Task statement >>
The data follows this line. Copy verbatim the line with "[point] every instance of the chrome grille" and each line after it to the end.

::: Input material :::

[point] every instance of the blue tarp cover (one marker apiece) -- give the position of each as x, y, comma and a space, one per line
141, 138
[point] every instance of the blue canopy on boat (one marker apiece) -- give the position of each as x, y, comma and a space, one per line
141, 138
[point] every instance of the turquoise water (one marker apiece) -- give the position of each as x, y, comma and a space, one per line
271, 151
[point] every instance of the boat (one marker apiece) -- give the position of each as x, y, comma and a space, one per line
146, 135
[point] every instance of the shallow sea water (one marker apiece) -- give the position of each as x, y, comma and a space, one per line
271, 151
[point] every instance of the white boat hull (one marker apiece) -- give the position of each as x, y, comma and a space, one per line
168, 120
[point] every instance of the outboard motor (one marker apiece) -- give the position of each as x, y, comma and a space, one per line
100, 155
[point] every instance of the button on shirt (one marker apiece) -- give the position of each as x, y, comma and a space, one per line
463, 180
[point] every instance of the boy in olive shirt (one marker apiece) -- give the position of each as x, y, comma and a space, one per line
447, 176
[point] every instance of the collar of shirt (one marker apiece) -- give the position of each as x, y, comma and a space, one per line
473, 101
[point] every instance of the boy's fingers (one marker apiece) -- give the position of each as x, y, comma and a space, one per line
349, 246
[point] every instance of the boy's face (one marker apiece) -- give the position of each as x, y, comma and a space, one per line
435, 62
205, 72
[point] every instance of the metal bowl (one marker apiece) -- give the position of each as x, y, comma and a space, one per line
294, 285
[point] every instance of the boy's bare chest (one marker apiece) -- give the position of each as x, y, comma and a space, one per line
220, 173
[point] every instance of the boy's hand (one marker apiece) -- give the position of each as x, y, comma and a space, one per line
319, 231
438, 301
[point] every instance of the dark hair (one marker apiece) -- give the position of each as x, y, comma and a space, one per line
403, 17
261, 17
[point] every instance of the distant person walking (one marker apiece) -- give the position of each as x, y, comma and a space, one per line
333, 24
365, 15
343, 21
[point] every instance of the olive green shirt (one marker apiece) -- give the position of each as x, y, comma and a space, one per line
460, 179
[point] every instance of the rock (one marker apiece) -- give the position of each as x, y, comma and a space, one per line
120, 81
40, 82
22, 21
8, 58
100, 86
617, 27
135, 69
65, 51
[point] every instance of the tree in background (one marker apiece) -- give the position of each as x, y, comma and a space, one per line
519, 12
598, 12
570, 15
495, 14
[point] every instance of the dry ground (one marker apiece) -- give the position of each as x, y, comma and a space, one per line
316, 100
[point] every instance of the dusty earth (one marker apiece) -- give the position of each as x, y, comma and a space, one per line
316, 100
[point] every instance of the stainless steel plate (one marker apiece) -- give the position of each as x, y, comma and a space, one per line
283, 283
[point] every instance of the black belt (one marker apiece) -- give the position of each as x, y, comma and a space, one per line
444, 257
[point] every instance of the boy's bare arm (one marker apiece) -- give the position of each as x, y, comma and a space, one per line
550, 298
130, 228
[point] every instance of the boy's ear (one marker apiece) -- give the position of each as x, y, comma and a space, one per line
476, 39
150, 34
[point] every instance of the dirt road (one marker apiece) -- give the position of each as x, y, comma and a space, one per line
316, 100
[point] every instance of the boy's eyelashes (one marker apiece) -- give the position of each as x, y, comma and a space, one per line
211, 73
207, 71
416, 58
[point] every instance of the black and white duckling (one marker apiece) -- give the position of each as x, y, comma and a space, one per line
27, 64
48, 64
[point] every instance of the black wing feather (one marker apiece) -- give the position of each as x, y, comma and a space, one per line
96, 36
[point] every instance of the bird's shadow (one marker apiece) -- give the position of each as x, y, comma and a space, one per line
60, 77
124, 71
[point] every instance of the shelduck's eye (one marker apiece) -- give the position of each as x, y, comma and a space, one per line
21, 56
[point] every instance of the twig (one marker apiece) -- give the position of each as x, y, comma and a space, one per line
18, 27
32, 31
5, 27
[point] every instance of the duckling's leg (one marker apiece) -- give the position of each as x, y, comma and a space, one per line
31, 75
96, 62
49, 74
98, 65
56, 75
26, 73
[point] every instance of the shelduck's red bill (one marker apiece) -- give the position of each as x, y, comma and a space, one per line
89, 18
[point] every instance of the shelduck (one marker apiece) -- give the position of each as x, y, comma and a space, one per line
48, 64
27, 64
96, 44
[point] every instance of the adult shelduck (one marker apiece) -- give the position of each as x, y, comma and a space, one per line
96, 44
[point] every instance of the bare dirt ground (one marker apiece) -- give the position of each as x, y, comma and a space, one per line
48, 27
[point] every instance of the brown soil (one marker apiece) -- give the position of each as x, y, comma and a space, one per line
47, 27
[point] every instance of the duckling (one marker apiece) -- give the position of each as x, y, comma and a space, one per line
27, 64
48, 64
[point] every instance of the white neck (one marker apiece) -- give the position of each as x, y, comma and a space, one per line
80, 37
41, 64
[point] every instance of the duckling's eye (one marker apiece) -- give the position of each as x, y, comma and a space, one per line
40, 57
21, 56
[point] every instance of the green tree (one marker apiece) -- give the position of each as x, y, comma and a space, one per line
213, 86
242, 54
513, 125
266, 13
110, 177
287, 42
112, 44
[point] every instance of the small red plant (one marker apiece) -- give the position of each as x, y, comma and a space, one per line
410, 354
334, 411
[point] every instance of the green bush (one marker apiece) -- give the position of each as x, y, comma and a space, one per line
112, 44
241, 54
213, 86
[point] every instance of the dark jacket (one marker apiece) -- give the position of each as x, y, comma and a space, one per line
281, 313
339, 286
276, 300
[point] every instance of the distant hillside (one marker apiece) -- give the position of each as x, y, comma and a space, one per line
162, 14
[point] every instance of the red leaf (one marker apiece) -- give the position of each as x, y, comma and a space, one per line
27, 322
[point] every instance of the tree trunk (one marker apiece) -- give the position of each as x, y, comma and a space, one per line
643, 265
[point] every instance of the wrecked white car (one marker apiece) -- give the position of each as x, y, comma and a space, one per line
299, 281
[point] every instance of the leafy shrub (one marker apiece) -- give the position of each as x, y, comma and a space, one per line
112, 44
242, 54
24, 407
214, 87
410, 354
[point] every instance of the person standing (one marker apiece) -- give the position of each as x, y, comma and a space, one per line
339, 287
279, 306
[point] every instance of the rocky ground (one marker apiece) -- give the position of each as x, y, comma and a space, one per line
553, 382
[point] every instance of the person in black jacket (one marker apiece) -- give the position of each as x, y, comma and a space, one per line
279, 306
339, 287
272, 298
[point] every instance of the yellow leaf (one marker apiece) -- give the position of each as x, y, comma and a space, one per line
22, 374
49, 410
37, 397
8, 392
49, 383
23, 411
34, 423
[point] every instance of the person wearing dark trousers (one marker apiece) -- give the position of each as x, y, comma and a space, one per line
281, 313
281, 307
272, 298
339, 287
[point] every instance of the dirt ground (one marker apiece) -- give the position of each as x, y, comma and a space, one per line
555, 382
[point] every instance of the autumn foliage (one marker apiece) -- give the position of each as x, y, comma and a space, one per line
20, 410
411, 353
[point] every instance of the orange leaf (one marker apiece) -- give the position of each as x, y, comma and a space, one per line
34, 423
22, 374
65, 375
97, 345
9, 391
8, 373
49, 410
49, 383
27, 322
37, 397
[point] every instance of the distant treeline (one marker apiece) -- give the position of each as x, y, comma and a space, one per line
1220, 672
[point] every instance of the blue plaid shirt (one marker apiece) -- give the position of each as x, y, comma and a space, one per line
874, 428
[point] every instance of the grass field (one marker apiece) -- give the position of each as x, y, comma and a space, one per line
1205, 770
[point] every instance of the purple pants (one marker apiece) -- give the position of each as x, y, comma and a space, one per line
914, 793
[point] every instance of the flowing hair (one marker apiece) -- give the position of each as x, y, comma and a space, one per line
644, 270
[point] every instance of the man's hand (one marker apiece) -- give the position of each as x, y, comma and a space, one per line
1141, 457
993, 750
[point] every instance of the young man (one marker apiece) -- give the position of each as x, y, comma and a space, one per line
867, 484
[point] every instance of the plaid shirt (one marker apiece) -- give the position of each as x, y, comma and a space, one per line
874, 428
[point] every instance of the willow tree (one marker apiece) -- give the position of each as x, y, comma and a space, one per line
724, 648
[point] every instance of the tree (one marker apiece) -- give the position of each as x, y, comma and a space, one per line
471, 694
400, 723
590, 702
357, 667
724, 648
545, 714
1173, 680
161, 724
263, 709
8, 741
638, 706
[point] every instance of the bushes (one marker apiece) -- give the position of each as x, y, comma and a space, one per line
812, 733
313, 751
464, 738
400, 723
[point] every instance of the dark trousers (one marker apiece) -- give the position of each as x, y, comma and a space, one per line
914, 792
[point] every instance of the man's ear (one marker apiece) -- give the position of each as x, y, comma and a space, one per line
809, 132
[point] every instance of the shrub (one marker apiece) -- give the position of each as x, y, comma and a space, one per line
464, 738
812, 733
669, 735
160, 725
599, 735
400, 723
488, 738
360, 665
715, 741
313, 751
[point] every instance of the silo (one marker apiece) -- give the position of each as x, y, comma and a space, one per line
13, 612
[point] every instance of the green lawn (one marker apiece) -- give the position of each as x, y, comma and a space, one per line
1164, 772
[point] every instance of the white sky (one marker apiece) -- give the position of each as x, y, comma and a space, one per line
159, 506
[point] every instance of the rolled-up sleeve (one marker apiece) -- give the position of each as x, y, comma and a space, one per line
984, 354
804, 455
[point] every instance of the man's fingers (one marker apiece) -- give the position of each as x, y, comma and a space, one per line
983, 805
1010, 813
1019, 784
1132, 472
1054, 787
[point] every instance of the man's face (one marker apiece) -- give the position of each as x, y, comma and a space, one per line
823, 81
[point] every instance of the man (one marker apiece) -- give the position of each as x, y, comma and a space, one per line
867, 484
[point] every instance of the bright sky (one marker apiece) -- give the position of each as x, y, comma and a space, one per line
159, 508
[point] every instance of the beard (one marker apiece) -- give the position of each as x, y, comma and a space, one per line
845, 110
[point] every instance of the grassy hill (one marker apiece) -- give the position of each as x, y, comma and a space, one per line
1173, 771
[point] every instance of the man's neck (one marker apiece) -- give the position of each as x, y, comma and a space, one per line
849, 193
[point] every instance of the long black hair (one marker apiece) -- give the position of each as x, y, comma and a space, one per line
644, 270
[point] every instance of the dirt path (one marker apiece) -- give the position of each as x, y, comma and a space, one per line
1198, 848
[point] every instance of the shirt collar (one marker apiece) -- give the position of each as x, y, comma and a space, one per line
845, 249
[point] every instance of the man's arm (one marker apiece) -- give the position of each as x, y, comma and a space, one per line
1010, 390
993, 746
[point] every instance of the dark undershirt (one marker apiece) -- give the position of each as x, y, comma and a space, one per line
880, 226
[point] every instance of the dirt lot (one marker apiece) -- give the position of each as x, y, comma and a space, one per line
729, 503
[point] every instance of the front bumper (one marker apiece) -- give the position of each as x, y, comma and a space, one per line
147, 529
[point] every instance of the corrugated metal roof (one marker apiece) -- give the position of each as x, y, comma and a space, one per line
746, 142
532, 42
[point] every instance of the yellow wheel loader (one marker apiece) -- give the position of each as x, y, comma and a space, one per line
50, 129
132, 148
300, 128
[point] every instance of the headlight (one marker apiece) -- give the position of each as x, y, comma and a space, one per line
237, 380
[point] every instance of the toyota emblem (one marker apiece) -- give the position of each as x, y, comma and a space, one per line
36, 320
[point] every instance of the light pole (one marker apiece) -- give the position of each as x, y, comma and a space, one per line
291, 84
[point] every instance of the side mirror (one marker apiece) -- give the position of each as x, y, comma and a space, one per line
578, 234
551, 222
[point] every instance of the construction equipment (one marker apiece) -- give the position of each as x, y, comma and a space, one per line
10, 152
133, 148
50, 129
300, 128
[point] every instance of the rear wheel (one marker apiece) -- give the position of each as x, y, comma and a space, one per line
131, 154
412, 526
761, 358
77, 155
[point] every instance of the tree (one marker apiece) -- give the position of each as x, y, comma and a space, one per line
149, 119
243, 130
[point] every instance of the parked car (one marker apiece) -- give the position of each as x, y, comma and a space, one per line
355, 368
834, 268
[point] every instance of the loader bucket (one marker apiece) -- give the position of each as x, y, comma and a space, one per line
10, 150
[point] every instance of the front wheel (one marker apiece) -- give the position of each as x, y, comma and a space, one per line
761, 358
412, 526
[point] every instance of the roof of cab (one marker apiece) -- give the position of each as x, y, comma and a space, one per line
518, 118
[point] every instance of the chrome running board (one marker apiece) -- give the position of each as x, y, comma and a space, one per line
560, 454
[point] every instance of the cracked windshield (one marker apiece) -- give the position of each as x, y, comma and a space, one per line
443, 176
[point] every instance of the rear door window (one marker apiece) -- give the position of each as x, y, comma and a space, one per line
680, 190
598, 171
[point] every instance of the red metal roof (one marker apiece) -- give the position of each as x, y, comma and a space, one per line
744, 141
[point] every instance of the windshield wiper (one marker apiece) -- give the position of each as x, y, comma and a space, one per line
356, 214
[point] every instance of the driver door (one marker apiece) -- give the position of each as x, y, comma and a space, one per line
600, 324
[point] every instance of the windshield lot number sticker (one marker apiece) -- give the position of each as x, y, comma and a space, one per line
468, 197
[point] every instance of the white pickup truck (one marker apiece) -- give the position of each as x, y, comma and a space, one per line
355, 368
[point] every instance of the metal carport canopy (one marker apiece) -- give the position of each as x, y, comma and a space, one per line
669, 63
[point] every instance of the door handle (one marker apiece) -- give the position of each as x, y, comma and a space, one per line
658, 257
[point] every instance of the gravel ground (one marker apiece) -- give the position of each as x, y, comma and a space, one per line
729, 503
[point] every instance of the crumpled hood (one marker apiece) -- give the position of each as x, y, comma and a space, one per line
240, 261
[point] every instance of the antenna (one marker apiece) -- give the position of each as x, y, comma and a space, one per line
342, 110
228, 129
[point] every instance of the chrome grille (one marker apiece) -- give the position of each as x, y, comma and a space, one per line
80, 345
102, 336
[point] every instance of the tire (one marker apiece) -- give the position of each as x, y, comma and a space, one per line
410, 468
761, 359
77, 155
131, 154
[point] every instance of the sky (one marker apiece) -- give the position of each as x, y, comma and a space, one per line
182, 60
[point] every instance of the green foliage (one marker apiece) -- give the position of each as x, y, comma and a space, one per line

:::

Expected answer >>
[point] every instance of the chrome grille (one marker apiece) -- give the position of each as x, y, comma and a space, one per line
80, 345
102, 336
[point] every instance of the tire (one marker apiece) -- give the position of each as x, y, comma and a space, one per line
410, 468
761, 359
77, 155
131, 154
[point] every instance of the sky (one marker apiece) -- give the position of each as x, y, comma and a space, one per line
182, 60
[point] every instance of the green foliage (one marker apiece) -- give the position of each as x, y, comma and a space, one per line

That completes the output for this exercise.